#### Selected passage ####

If the committee reports out the nomination, the whole Senate considers it; a simple majority vote is required to confirm or to reject a nominee. Rejections are relatively uncommon; the Senate has explicitly rejected only twelve Supreme Court nominees in its history. The most recent rejection of a nominee by vote of the full Senate came in 1987, when the Senate refused to confirm Robert Bork. In 1991, Clarence Thomas's nomination was hampered by allegations of sexual harassment by a former colleague, but the Senate eventually confirmed him by a slim majority vote of 52-48.

Not everyone nominated by the President has received a floor vote in the Senate. Although Senate rules do not necessarily allow a negative vote in committee to block a Supreme Court nomination, a nominee may be filibustered once debate on the nomination has begun in the full Senate. A filibuster indefinitely prolongs the debate thereby preventing a final vote on the nominee. It is also possible for the President to withdraw a nominee's name at any time before the actual confirmation vote occurs. This usually happens when the President feels that the nominee has little chance of being confirmed. Most recently, President George W. Bush granted a request by Harriet Miers to withdraw her 2005 nomination even before a committee hearing had been scheduled, citing Miers's concerns about Senate requests during her confirmation process for access to internal Executive Branch documents resulting from her position as White House Counsel. Prior to that, President Ronald Reagan in 1987 withdrew the name of Douglas H. Ginsburg soon after the announcement of his nomination because of allegations of marijuana use.

While senators may attempt to filibuster a Supreme Court nominee in an attempt to thwart confirmation, no nomination for Associate Justice has ever been filibustered. However, President Lyndon Johnson's nomination of sitting Associate Justice Abe Fortas to succeed Earl Warren as Chief Justice was successfully filibustered in 1968.

#### Record set ####

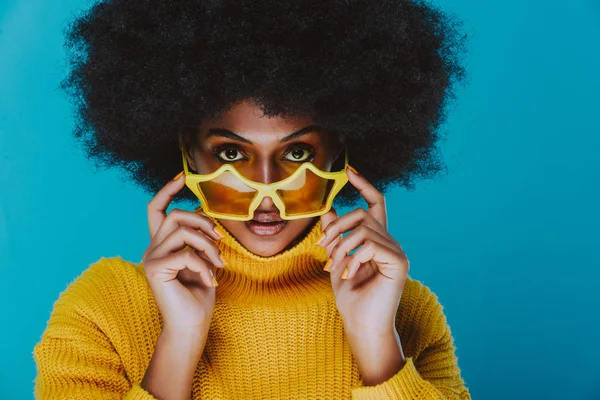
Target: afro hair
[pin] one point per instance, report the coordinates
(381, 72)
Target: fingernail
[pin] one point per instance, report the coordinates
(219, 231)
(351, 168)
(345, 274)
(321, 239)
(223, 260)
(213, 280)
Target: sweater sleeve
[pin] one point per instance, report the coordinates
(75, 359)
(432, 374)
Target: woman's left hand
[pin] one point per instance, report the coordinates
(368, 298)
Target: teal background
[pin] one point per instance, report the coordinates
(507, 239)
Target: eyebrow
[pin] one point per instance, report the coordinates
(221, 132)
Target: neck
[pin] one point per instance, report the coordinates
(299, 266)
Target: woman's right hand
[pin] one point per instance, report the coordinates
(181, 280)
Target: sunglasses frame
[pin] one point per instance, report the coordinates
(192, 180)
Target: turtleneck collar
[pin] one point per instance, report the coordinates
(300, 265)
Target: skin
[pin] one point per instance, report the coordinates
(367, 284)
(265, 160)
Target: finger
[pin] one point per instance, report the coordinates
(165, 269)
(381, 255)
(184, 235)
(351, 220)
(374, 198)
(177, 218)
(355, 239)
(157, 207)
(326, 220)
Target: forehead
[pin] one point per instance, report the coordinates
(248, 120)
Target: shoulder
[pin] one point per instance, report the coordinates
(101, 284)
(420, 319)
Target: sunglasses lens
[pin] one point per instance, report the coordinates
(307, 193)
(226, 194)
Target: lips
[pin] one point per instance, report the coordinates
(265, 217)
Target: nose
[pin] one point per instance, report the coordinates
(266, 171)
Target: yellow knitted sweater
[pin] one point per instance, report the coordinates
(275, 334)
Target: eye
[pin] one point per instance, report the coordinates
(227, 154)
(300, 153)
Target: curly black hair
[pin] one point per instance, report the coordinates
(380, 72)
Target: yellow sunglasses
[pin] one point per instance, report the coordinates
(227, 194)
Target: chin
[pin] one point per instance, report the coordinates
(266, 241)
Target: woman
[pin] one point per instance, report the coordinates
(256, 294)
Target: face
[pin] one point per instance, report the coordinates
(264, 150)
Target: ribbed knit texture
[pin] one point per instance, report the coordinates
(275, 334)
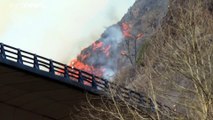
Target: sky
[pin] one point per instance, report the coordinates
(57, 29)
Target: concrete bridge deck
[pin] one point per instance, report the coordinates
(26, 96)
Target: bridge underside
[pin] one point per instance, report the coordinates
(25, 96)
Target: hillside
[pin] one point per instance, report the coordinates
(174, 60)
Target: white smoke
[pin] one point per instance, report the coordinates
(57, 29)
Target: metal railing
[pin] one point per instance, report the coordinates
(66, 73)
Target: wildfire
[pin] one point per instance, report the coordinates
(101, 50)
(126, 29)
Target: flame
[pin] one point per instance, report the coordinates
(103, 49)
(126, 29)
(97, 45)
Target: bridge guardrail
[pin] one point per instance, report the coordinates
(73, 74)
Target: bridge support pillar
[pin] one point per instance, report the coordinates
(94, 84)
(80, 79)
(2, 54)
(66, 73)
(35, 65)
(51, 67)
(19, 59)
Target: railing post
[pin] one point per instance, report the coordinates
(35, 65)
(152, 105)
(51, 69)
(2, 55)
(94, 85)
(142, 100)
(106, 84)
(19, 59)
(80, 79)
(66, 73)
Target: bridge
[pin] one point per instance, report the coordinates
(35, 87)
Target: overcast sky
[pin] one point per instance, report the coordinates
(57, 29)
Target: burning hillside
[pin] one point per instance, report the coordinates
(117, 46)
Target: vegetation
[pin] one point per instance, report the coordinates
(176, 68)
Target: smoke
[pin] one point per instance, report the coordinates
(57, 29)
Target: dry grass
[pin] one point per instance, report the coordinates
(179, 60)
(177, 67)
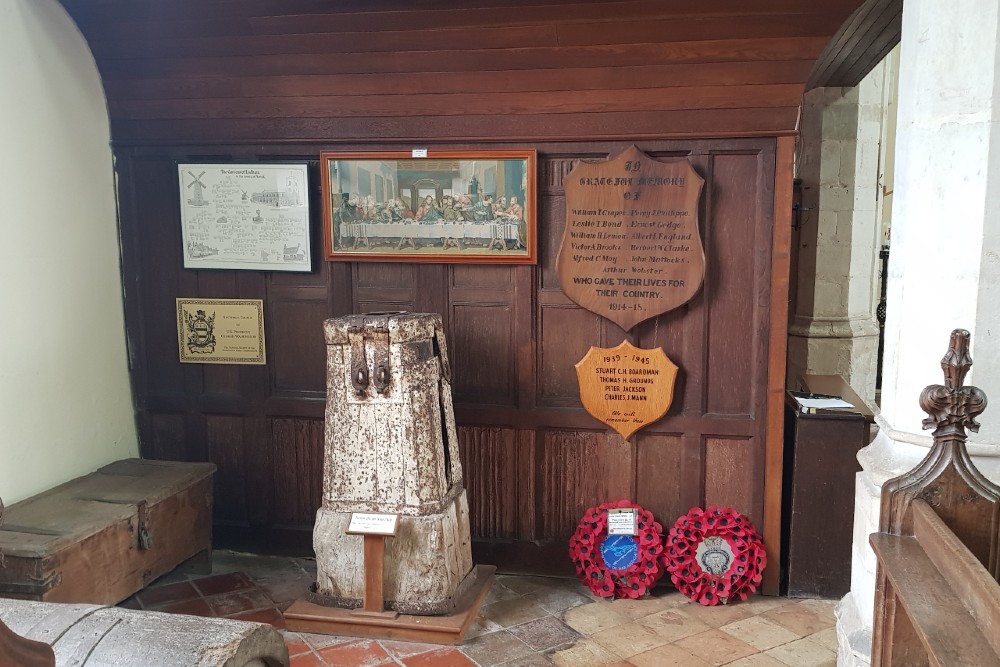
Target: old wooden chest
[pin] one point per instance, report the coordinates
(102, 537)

####
#### Record set ####

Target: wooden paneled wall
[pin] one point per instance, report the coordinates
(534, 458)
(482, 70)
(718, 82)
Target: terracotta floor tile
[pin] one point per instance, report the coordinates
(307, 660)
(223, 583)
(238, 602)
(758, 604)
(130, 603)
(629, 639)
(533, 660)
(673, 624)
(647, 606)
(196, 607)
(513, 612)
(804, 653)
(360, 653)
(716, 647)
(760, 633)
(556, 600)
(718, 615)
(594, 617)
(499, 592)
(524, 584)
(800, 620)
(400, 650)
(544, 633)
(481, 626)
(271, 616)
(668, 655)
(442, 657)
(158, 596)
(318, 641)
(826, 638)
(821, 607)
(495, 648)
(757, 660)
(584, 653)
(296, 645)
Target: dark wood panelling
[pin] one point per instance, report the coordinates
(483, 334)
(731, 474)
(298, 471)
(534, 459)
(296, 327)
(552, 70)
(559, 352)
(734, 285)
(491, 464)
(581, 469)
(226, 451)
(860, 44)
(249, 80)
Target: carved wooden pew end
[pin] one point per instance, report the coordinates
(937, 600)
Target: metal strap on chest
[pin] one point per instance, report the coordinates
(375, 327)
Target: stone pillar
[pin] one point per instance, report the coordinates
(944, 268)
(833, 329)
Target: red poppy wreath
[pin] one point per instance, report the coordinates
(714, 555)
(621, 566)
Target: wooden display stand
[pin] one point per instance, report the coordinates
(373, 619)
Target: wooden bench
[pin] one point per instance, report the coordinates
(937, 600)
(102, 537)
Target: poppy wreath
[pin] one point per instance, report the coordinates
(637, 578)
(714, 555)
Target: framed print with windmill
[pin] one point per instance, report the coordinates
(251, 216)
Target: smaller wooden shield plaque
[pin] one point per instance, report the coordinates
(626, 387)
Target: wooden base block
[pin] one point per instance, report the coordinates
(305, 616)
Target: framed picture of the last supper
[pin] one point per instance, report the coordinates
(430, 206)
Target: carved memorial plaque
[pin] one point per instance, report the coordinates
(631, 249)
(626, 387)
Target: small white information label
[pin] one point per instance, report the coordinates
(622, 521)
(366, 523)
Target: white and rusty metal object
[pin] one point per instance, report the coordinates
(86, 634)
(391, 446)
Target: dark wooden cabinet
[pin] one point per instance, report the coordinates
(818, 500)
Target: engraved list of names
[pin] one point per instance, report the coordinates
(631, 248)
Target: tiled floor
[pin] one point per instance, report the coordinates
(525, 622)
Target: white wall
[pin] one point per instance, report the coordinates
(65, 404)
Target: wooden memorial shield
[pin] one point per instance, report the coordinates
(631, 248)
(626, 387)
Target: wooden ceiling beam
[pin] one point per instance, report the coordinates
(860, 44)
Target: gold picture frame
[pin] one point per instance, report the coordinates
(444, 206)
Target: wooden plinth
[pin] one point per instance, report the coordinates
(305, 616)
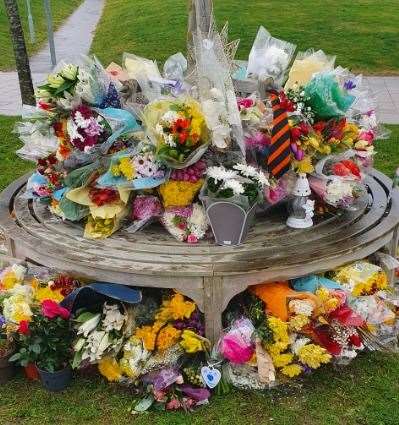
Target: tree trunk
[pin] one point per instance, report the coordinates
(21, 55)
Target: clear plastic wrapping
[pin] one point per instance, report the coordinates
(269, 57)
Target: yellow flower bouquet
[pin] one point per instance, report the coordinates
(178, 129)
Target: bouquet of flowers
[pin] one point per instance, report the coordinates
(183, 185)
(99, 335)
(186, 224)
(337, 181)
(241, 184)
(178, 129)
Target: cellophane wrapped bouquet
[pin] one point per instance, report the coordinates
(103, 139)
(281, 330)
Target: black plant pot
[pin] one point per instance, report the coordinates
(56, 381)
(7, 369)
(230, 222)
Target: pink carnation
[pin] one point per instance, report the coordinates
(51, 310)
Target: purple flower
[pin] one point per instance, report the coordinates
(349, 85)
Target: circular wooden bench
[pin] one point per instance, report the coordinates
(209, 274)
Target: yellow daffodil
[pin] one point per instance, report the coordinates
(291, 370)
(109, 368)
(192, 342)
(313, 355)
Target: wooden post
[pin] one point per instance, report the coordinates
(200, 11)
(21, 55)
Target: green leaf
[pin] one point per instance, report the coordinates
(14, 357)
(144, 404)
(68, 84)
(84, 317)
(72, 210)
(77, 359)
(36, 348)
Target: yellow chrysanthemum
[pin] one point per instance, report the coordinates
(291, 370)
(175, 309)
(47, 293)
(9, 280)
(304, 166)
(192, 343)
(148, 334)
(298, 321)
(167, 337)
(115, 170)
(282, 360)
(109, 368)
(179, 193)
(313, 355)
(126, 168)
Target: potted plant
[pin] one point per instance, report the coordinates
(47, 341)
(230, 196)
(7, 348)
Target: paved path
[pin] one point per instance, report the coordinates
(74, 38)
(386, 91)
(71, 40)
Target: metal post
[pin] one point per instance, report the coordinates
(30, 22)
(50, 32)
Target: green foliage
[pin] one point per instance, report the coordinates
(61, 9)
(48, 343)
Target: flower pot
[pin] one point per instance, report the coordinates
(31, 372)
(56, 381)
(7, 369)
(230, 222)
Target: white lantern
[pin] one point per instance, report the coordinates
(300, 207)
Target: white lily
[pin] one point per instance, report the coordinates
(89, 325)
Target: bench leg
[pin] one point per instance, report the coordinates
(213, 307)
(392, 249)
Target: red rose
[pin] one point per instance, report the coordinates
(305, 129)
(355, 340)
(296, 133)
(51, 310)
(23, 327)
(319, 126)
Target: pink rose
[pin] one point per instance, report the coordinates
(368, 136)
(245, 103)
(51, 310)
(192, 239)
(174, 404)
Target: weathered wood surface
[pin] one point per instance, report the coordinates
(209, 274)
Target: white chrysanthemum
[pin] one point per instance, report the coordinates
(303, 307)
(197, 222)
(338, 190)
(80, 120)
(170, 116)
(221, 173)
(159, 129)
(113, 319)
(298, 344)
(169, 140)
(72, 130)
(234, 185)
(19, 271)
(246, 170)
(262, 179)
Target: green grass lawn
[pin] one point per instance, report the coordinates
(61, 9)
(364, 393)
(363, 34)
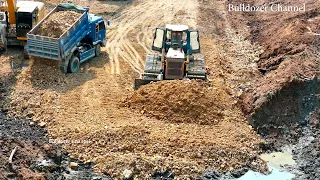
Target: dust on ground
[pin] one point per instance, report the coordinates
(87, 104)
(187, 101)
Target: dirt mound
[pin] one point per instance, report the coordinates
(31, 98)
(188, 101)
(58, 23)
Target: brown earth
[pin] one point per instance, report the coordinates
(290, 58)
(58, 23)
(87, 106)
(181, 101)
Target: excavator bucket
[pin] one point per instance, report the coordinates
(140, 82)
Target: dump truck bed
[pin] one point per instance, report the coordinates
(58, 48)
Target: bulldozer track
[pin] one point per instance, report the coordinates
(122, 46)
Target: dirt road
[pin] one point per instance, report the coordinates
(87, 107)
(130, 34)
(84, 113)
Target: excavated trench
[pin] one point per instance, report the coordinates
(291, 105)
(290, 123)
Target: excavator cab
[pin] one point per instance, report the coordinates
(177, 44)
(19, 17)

####

▶ [Short exercise 1] Return, word for word, the part of the passage on Supreme Court nominations that opens with the words containing "While senators may" and closes with "filibustered in 1968.".
▶ [Short exercise 2] Decide whether each statement below agrees with the passage on Supreme Court nominations, answering yes or no and quoting the deciding words of the passage: (a) The Senate has explicitly rejected only twelve Supreme Court nominees in its history. (b) President George W. Bush withdrew the nomination of Douglas H. Ginsburg. (c) A nomination for Associate Justice has been filibustered at least once.

▶ [Exercise response 1]
While senators may attempt to filibuster a Supreme Court nominee in an attempt to thwart confirmation, no nomination for Associate Justice has ever been filibustered. However, President Lyndon Johnson's nomination of sitting Associate Justice Abe Fortas to succeed Earl Warren as Chief Justice was successfully filibustered in 1968.

▶ [Exercise response 2]
(a) Yes: "the Senate has explicitly rejected only twelve Supreme Court nominees in its history"
(b) No: "President Ronald Reagan in 1987 withdrew the name of Douglas H. Ginsburg"
(c) No: "no nomination for Associate Justice has ever been filibustered"